→ SELECTION:
⟨

Types of energy monitoring and management systems

Thankfully, there’s a growing number of products on the market that shed light on household energy consumption and solar generation. These devices take a range of approaches and offer a range of functions, but can generally be classed as either monitoring systems or management systems.

As the name implies, a monitoring system enables the user to ‘see’ what’s happening with their electricity, usually via an app or web-based portal, whereas a management system lets them not only observe but also ‘reach in’ and control which devices switch on at what times. In reality, the line between the two is becoming increasingly blurred as platforms that once offered only monitoring get upgraded to let them do more.

Monitoring and management systems can be lumped into roughly five categories based on how they are physically installed in the home.

1. APPLIANCE-LEVEL MONITORS AND CONTROLLERS

These include ‘smart plugs’ for general power outlets, hard-wired units that connect directly to appliances and smart appliances themselves. They sit between a power outlet and a device’s plug, or are embedded within the device itself. Once connected to wi-fi, they let the user monitor energy consumption (via an app or web-based portal). They can be set on a timer or switched on and off manually from afar. Examples include Elgat and Aeotec smart plugs, Sonoff hard-wired units, PowerTracker sensor and gateway, and appliances such as Samsung Family Hub refrigerator or the popular Nest thermostat.

2. ‘FLOATING’ WIRELESS HUBS

These work in conjunction with smart plugs and smart appliances over a wi-fi network to provide a central interface and inter-operability between devices using different protocols. Examples include the Philips Hue bridge, the Rainforest Eagle Zigbee Gateway and the Samsung SmartThings hub.

3. SWITCHBOARD SYSTEMS

These are installed in or near your switchboard, with clamps attached to the various circuits of the home (including solar and batteries, if installed) for monitoring energy use via a web portal or a display in the home. Examples include Efergy, Smappee, Watt Watchers and Solar Analytics. Some of these work with solar and storage systems, but are generally independent of a particular inverter or battery. Some simple clamp devices only monitor total current flow and don’t take into account power factor, which means that appliances with a poor power factor will register as using more energy than they actually are; however, they can still give you a broad idea of energy use.

4. INVERTER-BASED SYSTEMS

These come embedded in the inverter of a solar system or battery and provide information on generation and storage via a web portal and/or app; they may or may not be able to monitor electricity consumption in the house. Some require additional switchboard switches, interfaces or hubs. The major inverter/battery manufacturers all provide web-based monitoring systems; you can often try the software out to get an idea of the level of detail before you purchase your inverter.

5. SMART METER-BASED SYSTEMS

These use the home’s digital meter itself as the monitoring and control hub, so are only available to homes with a smart meter installed (most homes in Victoria, solar homes and some others in other states). The smart meter provides electricity usage and solar export data which can be accessed by the homeowner through their retailer or via hardware/software that directly accesses the meter. Examples include in-home displays like the Pipit 500, and retailer/distributor apps and web portals, such as Jemena’s Electricity Outlook and the Powershop app.

⟩

→ CHALLENGE A:
Can you rewrite these rows, requests included, with every coordinate in the answers shifted by -80? Begin at the line of the rows that contains "of the green" and stop after the last line of the rows, leaving the pictures out of your answer.

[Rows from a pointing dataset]
⟨

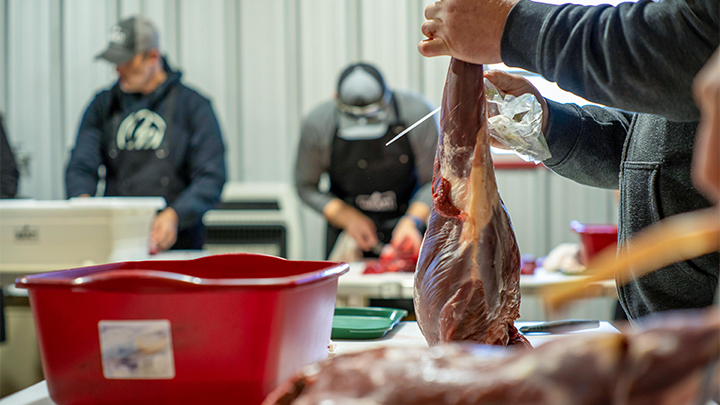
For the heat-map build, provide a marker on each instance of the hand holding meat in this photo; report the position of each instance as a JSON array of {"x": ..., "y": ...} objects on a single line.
[
  {"x": 469, "y": 30},
  {"x": 352, "y": 221},
  {"x": 164, "y": 232},
  {"x": 517, "y": 86}
]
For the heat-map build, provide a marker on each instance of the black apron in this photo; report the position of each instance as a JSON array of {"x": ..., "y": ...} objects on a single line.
[
  {"x": 138, "y": 161},
  {"x": 376, "y": 179}
]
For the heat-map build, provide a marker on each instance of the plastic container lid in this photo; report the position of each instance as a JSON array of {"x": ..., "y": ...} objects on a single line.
[{"x": 365, "y": 323}]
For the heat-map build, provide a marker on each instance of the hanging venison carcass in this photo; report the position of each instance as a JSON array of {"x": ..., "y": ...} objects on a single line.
[{"x": 468, "y": 273}]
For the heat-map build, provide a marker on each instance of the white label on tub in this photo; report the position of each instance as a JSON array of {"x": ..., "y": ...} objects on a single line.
[{"x": 134, "y": 350}]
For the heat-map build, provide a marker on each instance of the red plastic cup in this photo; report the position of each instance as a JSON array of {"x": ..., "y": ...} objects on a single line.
[{"x": 594, "y": 238}]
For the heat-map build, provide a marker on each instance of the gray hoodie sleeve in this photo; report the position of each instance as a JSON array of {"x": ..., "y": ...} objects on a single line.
[
  {"x": 637, "y": 56},
  {"x": 587, "y": 143},
  {"x": 313, "y": 155}
]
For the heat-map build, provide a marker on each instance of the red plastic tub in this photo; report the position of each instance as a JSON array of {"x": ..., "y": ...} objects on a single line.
[
  {"x": 215, "y": 330},
  {"x": 594, "y": 238}
]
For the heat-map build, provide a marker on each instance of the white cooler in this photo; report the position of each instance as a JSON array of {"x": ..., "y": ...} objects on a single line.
[{"x": 38, "y": 236}]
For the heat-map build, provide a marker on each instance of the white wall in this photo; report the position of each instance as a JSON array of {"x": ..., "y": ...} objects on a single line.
[{"x": 264, "y": 64}]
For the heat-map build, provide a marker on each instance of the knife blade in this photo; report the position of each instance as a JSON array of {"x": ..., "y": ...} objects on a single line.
[
  {"x": 564, "y": 326},
  {"x": 418, "y": 122}
]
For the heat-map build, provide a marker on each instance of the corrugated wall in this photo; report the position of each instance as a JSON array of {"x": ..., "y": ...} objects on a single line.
[{"x": 264, "y": 64}]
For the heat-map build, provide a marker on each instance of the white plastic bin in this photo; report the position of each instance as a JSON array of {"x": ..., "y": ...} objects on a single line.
[{"x": 52, "y": 235}]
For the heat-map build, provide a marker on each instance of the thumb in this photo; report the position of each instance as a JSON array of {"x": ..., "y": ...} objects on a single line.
[{"x": 433, "y": 47}]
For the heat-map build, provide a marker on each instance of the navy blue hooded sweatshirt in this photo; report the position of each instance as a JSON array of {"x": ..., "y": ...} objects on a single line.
[{"x": 166, "y": 143}]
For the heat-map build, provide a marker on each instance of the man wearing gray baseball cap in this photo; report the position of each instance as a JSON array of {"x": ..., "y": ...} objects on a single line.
[
  {"x": 378, "y": 195},
  {"x": 155, "y": 137}
]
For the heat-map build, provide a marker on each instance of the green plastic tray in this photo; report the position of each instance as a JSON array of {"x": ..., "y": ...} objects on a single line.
[{"x": 365, "y": 323}]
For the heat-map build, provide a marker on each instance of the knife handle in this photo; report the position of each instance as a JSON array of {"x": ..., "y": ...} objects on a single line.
[{"x": 561, "y": 326}]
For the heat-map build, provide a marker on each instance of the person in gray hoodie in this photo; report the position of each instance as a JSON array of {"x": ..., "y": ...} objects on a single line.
[{"x": 639, "y": 58}]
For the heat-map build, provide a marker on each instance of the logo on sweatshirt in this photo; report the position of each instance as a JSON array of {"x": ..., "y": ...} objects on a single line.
[
  {"x": 142, "y": 129},
  {"x": 377, "y": 201}
]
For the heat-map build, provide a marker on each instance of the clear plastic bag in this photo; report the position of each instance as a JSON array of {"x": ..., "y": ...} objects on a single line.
[{"x": 516, "y": 122}]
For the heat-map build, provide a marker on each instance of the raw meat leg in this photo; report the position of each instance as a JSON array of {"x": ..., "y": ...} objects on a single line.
[{"x": 468, "y": 273}]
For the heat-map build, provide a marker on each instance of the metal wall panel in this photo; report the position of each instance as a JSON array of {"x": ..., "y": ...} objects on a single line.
[
  {"x": 3, "y": 55},
  {"x": 386, "y": 40},
  {"x": 265, "y": 125},
  {"x": 83, "y": 76},
  {"x": 324, "y": 48},
  {"x": 206, "y": 58},
  {"x": 33, "y": 125}
]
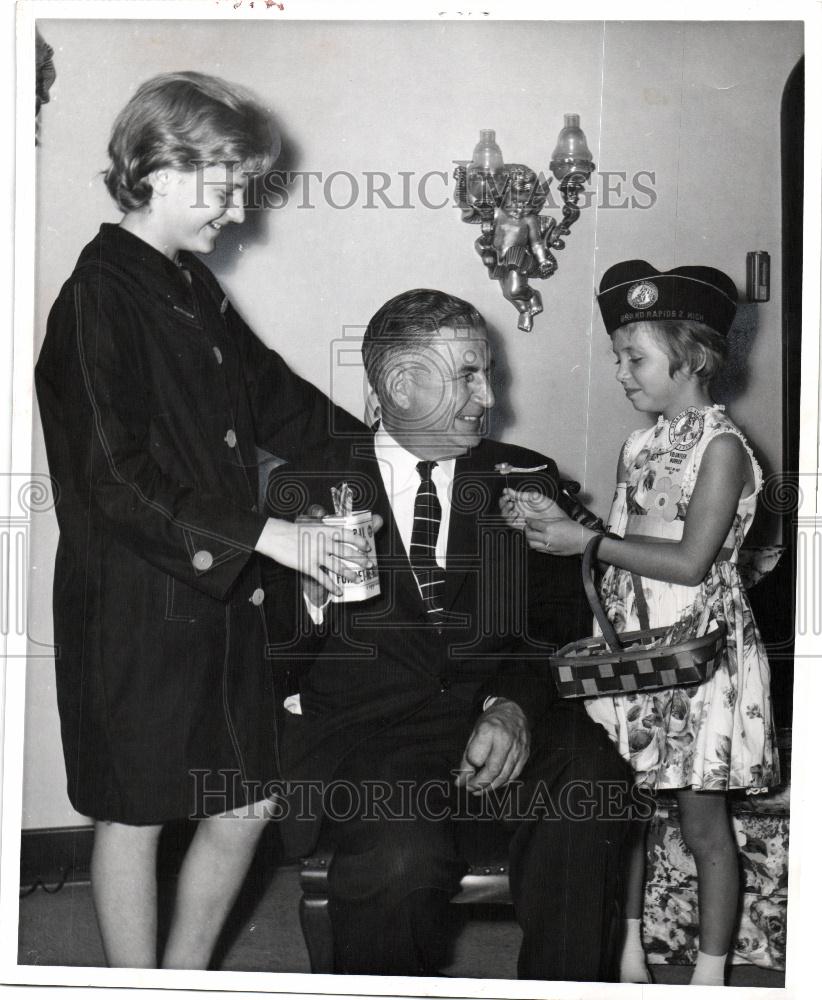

⟩

→ CHALLENGE B:
Which categories of monitoring and management systems does the energy monitoring text list?

→ EXERCISE OUTPUT A:
For the heat-map build, provide a marker on each instance of the green plastic tray in this photo; report the position of each instance as a JSON array of {"x": ..., "y": ...} objects on a single line.
[{"x": 285, "y": 243}]
For the heat-map build, provide a marker on each instance of the knife handle in this photo; report the position of each instance as a JSON array of {"x": ..., "y": ...} objects on a single line.
[{"x": 481, "y": 246}]
For the heat-map build, provide a marker on each instance of the person in gray hoodie in this photo; report the position of each instance as a JSON array of {"x": ..., "y": ...} objects on a single line.
[{"x": 559, "y": -22}]
For the heat-map build, provide a marker on each instance of the logo on sweatshirt in this photo; report the position of each instance as a JSON array of {"x": ..., "y": ...} objects on a single line.
[
  {"x": 62, "y": 49},
  {"x": 297, "y": 121}
]
For the heat-map build, provide a marker on each instance of the clear plastic bag in this photo; report the position of each instance as a JSON array of {"x": ..., "y": ...} objects on a single line.
[{"x": 436, "y": 42}]
For the heat-map build, provide a marker on each instance of the raw meat leg in this photo; report the position of each instance as a JSON array of {"x": ..., "y": ...} objects on a single line.
[{"x": 388, "y": 193}]
For the heat-map build, provide a marker on each instance of the metal wall panel in this photo; report the position of each instance as a JSON array of {"x": ..., "y": ...} objects on a single line.
[
  {"x": -77, "y": -25},
  {"x": 306, "y": -40},
  {"x": 185, "y": 45},
  {"x": 3, "y": -4},
  {"x": 244, "y": -32},
  {"x": 126, "y": -22},
  {"x": -47, "y": 45}
]

→ EXERCISE OUTPUT B:
1. Appliance-level monitors and controllers
2. 'Floating' wireless hubs
3. Switchboard systems
4. Inverter-based systems
5. Smart meter-based systems